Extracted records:

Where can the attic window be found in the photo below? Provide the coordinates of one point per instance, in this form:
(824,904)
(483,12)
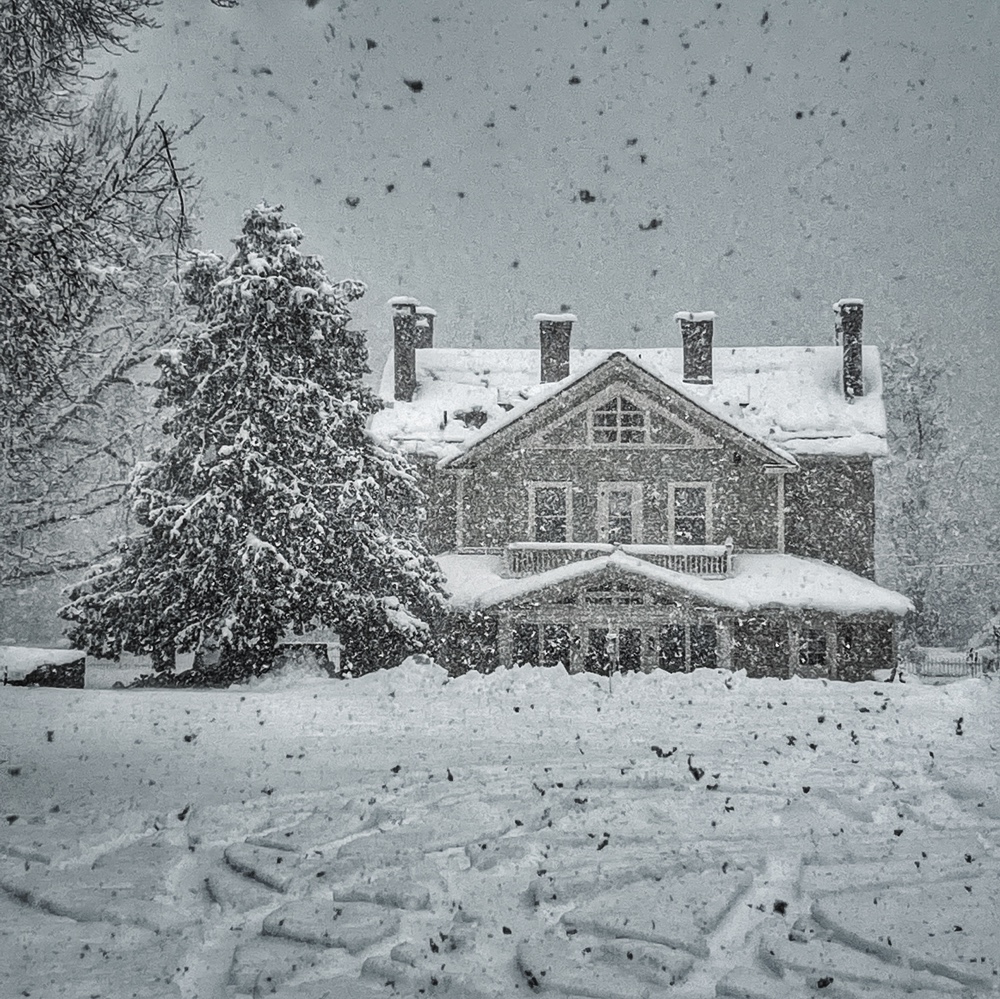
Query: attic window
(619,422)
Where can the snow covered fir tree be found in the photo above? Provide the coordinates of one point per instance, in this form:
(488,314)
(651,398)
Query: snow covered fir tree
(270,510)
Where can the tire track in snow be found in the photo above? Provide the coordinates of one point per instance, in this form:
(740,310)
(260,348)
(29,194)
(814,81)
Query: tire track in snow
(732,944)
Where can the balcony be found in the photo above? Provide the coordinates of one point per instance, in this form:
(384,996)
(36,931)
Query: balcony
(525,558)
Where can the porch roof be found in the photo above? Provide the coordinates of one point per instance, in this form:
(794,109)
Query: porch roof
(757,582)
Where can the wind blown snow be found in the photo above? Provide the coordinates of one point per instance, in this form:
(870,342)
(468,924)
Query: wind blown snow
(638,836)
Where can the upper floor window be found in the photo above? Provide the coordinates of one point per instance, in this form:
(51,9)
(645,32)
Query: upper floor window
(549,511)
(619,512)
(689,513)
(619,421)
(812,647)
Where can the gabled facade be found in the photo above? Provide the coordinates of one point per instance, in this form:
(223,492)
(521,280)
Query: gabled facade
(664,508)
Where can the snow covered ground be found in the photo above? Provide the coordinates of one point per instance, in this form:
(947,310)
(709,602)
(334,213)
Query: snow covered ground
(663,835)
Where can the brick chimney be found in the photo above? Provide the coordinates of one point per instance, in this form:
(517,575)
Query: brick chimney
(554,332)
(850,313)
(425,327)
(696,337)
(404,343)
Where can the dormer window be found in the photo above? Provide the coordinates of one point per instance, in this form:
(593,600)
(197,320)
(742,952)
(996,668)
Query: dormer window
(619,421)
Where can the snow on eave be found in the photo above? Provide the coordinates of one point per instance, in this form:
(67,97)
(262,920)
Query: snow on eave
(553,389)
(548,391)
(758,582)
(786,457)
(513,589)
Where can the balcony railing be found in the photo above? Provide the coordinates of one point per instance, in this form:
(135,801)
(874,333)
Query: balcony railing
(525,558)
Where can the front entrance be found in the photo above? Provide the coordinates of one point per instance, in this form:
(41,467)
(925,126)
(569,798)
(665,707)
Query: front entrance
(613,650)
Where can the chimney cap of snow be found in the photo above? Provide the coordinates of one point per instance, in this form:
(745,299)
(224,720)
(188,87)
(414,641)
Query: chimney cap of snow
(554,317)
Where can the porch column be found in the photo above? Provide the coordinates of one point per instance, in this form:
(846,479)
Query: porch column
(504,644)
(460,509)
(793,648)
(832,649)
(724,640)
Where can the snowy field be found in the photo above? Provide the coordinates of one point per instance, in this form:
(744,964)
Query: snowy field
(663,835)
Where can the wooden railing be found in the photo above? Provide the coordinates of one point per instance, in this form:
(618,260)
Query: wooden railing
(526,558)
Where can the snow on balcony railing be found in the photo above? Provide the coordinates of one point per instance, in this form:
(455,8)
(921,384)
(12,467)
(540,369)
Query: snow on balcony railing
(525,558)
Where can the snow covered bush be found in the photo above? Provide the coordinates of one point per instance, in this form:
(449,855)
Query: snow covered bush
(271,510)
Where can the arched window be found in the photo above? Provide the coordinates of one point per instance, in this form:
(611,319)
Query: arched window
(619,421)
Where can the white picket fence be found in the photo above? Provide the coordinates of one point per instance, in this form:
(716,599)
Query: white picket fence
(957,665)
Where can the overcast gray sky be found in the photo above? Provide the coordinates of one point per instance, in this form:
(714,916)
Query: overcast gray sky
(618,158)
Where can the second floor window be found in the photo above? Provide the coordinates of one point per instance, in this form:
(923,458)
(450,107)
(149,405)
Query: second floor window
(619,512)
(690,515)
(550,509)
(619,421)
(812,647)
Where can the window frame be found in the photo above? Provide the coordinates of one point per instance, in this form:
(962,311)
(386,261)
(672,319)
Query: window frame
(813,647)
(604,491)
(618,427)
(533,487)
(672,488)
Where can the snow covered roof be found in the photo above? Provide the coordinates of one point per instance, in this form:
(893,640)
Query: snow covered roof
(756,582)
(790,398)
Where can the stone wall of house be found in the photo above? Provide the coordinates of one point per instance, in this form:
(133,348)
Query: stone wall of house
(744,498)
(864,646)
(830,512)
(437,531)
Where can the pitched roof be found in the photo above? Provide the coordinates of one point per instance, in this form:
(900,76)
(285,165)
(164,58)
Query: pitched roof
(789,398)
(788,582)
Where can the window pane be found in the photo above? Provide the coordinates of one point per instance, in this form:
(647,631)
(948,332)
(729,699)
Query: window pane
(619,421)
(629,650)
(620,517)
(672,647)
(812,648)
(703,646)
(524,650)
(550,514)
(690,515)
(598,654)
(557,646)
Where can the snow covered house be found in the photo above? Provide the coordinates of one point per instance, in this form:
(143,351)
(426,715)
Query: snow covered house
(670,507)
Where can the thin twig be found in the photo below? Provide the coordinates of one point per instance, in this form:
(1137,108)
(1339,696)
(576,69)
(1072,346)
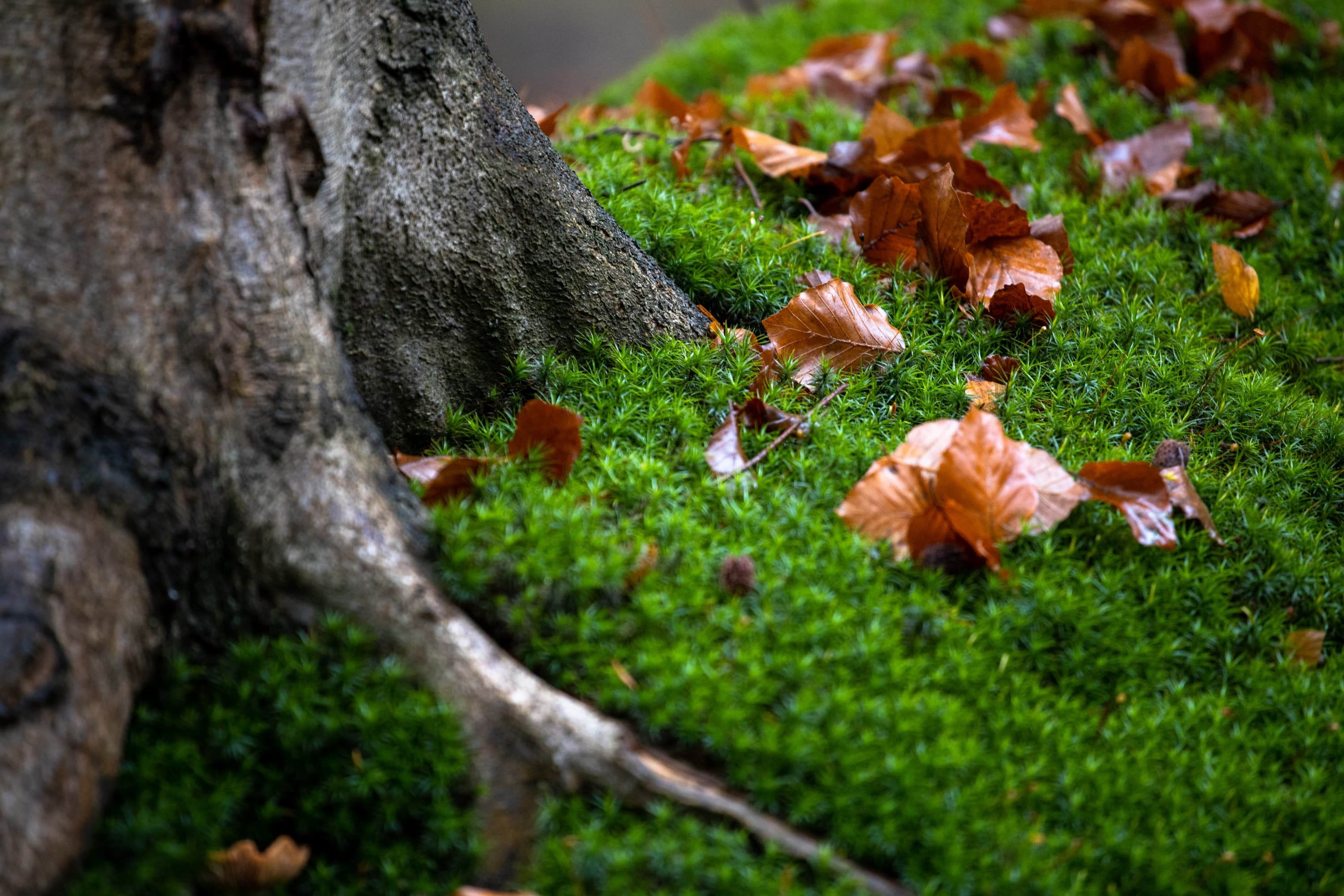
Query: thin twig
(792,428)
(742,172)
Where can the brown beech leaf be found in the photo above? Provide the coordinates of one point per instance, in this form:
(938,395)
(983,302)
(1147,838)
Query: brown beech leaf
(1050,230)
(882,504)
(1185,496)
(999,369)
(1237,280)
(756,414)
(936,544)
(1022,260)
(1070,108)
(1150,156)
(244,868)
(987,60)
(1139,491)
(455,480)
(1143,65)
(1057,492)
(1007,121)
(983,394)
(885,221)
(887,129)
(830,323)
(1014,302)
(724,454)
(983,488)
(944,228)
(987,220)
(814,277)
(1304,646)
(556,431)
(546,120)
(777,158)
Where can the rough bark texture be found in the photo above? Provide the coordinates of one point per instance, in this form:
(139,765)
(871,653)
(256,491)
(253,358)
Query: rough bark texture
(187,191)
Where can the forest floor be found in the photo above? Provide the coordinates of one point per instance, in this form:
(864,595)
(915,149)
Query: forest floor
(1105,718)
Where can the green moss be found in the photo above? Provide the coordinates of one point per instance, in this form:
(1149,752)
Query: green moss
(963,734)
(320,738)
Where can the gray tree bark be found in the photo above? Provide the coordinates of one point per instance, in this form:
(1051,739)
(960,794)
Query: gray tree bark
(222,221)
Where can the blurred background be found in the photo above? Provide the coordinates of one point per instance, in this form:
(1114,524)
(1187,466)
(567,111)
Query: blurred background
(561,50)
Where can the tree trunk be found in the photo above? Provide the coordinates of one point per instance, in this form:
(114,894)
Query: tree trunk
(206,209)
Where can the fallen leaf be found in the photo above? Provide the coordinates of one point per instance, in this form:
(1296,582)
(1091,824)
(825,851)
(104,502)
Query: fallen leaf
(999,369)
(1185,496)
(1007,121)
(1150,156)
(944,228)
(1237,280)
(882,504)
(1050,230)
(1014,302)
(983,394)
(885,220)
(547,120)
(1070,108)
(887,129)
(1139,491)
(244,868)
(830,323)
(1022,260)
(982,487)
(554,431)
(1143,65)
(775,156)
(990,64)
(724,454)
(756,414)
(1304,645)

--

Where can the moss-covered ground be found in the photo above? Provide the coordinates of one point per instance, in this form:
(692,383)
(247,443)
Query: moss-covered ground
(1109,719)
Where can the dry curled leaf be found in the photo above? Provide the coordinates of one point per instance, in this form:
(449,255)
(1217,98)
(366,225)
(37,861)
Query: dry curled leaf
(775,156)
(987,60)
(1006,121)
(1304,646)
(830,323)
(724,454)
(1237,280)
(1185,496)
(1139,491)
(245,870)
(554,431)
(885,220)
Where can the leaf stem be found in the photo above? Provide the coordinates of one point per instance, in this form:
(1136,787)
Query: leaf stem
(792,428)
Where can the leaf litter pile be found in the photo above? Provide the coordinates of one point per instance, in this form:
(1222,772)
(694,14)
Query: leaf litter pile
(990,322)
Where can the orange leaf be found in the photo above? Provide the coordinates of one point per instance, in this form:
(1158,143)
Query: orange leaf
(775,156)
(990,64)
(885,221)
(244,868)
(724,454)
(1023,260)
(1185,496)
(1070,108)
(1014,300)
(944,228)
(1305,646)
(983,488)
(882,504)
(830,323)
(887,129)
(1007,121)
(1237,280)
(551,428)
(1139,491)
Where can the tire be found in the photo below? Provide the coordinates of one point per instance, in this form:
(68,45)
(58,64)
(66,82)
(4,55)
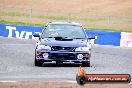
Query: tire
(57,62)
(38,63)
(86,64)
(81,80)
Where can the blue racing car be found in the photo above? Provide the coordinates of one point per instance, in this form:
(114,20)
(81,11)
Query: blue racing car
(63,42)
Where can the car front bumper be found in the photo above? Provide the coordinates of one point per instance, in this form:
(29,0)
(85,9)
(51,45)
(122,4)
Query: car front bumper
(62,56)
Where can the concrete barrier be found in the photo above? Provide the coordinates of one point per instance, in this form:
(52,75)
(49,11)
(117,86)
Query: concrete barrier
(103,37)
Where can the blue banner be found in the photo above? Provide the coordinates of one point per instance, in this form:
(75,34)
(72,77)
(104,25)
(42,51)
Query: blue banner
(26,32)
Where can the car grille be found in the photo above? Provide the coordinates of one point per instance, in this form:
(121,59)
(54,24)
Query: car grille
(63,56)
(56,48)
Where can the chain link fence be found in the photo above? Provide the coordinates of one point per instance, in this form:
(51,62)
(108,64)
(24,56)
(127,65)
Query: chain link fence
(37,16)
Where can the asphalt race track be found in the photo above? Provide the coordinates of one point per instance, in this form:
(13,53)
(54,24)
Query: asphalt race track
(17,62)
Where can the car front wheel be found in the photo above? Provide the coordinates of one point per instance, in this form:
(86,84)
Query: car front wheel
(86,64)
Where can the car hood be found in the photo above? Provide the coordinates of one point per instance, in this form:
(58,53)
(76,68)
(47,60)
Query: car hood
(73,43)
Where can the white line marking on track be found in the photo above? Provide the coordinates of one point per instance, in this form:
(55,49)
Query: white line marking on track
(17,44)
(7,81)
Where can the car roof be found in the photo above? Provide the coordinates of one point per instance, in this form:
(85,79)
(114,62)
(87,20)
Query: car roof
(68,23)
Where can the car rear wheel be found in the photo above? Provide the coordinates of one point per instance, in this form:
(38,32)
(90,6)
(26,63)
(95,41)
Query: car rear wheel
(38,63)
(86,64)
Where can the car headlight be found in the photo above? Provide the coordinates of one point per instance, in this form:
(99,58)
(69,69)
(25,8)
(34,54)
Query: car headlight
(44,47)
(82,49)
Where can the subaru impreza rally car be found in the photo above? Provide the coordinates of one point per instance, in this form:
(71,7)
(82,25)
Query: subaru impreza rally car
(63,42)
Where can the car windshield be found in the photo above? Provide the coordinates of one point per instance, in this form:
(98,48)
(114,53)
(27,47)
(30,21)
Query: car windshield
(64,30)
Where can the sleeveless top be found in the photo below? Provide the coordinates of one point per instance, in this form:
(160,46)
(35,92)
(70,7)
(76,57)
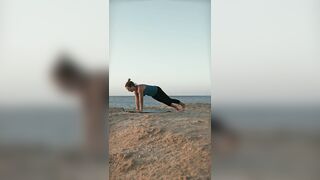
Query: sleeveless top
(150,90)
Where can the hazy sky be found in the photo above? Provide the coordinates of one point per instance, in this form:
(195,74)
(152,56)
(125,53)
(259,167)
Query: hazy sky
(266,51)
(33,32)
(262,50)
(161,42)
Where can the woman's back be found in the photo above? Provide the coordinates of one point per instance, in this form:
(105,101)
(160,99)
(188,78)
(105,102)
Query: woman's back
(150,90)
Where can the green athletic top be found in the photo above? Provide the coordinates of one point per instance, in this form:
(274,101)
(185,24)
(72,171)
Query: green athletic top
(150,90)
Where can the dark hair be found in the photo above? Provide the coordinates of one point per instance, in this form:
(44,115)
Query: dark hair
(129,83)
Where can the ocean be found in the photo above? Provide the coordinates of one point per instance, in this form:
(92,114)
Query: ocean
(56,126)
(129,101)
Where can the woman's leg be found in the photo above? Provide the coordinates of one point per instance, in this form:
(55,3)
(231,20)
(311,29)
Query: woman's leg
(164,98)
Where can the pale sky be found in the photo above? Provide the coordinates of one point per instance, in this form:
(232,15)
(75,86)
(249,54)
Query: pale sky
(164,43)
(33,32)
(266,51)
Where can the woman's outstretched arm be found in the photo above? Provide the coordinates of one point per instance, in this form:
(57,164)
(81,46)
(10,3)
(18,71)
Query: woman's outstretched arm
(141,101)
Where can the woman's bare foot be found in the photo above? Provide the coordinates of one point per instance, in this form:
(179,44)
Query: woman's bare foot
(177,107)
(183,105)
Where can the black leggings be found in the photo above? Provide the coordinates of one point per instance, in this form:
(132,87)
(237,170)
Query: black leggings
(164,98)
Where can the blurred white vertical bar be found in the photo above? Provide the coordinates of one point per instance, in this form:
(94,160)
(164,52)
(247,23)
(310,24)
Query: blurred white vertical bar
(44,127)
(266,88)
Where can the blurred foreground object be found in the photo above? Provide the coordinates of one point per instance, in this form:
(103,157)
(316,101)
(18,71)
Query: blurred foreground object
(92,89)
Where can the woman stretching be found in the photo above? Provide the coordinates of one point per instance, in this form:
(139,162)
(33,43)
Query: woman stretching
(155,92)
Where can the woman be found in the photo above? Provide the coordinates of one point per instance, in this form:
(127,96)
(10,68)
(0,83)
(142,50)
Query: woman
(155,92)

(EXERCISE INSTRUCTIONS) Show each line of the items above that contains the word "sleeveless". Case counts.

(CORRECT OUTPUT)
Where can the sleeveless top be found in the photo below? Provide the coordinates of one point per instance, in this form:
Query: sleeveless top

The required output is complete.